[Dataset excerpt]
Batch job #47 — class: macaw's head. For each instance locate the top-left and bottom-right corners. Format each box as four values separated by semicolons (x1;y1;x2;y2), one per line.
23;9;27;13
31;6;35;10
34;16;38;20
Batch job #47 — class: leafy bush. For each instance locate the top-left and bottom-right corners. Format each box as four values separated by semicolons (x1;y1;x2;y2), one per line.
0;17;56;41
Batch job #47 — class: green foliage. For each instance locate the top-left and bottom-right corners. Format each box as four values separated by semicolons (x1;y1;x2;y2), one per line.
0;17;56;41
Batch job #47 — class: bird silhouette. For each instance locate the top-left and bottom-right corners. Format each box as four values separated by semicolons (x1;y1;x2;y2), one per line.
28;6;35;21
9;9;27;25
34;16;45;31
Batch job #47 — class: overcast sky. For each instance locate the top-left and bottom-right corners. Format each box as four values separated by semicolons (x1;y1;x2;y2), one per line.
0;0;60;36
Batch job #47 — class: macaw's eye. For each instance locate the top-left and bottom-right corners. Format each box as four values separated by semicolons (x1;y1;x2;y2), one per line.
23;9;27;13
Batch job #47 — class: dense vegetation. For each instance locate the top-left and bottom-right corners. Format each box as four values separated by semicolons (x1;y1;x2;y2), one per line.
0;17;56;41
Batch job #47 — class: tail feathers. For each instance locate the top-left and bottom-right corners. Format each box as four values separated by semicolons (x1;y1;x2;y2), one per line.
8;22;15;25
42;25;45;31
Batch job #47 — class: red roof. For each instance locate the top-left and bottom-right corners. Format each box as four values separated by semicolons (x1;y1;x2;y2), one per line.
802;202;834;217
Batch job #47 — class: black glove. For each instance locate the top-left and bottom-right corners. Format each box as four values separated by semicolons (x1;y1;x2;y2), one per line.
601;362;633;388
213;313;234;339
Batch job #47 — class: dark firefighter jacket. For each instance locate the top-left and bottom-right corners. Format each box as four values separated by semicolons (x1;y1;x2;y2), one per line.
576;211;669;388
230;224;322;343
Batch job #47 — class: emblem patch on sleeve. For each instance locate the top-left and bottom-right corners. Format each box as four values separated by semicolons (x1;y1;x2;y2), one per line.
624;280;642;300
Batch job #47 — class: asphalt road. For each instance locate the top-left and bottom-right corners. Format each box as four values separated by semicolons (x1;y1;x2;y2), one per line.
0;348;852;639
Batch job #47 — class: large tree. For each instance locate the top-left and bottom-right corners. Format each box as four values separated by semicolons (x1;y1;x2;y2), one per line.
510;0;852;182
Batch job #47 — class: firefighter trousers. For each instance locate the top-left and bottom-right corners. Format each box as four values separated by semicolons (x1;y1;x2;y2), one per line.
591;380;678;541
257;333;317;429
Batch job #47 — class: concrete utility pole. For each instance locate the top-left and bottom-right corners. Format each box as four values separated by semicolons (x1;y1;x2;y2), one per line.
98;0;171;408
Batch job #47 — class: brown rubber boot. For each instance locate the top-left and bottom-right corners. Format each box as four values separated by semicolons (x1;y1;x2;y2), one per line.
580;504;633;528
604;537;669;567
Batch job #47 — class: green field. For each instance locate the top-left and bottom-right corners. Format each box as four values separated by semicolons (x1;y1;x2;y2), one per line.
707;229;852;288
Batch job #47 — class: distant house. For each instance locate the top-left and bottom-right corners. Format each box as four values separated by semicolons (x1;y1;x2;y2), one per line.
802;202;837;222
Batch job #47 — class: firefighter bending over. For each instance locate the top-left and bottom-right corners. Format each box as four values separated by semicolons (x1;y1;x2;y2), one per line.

▶ **Task prompt**
Copy every row above word for word, keeping each one unchanged and in its original order.

▶ **Correct answer**
Batch job #47 — class: macaw's head. For each instance locate the top-left and bottom-right corners. Format each box as four values separated by semicolons (x1;y1;x2;y2), one per line.
23;9;27;13
31;6;35;10
34;16;38;20
Batch job #47 — class: leafy bush. For each instance locate the top-left and bottom-right corners. Format each box as four values separated by semicolons (x1;y1;x2;y2), one per line.
0;17;56;41
Batch job #47 — class: green foliage. For each instance locate the top-left and bottom-right corners. Format each box as four values separated by semicolons (x1;y1;x2;y2), one per line.
0;17;56;41
Batch job #47 — class: bird silhouette. For each instance locate the top-left and bottom-right corners. Format each box as four values separated by semicolons (x1;y1;x2;y2), one per line.
28;6;35;21
9;9;27;25
34;16;45;31
Batch job #47 — class: overcast sky. For each instance locate the top-left and bottom-right corners. Format each box as four values separated by semicolons (x1;y1;x2;y2), one per line.
0;0;60;36
Batch job #47 — class: macaw's eye. For each instance locate the top-left and bottom-right corners. Format each box as four values separated by semicolons (x1;y1;x2;y2), one per line.
23;9;27;13
Batch job #47 — class: dense vegetation. For each instance locate the top-left and bottom-right corners. Format each box as four values separated by semicolons (x1;y1;x2;y2), one per line.
0;17;56;41
Batch job #47 — class: tail feathers. For each instance locate the top-left and bottom-right corners. Format each box as four values separated by semicolons (x1;y1;x2;y2), one per line.
8;22;15;25
42;25;45;31
Batch job #47 — class: red roof. For each instance locate the top-left and bottom-right corners. Format each box as four values separated by semicolons (x1;y1;x2;y2), one per line.
802;202;834;217
Batch job #47 — class: black glove. For each instance locate the top-left and bottom-right corners. Format each box as four values separated by semicolons (x1;y1;x2;y2), one per line.
601;362;633;388
213;313;234;339
Batch job #47 — class: dark firefighter jacket. For each instance locate the top-left and bottom-right corners. Format each box as four values separated by semicolons (x1;y1;x2;y2), one per line.
576;211;669;388
230;224;322;343
Batch job #47 — class: emblem patch on sleeve. For each instance locate the top-left and bottom-right corners. Format each box as four values separated by semicolons (x1;y1;x2;y2), one per line.
624;280;642;300
Batch job #47 — class: asphalt road. For each instance locate the top-left and bottom-right corners. Format each box as four values separated by semicolons (x1;y1;x2;y2), one per line.
0;348;852;639
Batch job #47 — class: large tree. For each instance locate the top-left and bottom-right corners. Format each box as four values separated by semicolons (x1;y1;x2;y2), one per line.
510;0;852;182
Batch job #47 — class: firefighter trousers. For each instance locate the top-left and bottom-right corners. Format each box as four values separated by semicolons (x1;y1;x2;y2), one per line.
591;380;678;541
257;333;317;429
Batch job #47 — class: concrete utility pole. For each instance locate the top-left and bottom-right corners. Format each box as four values separated by semicolons (x1;y1;x2;y2), one per line.
98;0;171;408
Batch job #47 — class: brown rubber boot. For each instance locate the top-left and bottom-right corners. Format each box as four values separated by semicolons (x1;y1;x2;y2), one per line.
580;504;633;528
604;537;669;567
Batch job #47 — class: green field. For each instance locate the top-left and bottom-right corners. Format each box as four values separated by semicolons (x1;y1;x2;y2), one per line.
707;229;852;288
Batch job #47 — class: distant house. For each instance locate the top-left and bottom-right corners. Format each box as four values separated by semicolons (x1;y1;x2;y2), one per line.
802;202;837;222
Batch job #47 — class: firefighter bending over. For each instance locate the top-left and bottom-right corners. Format each box as four values separated by semicolons (x1;y1;x2;y2), one per line.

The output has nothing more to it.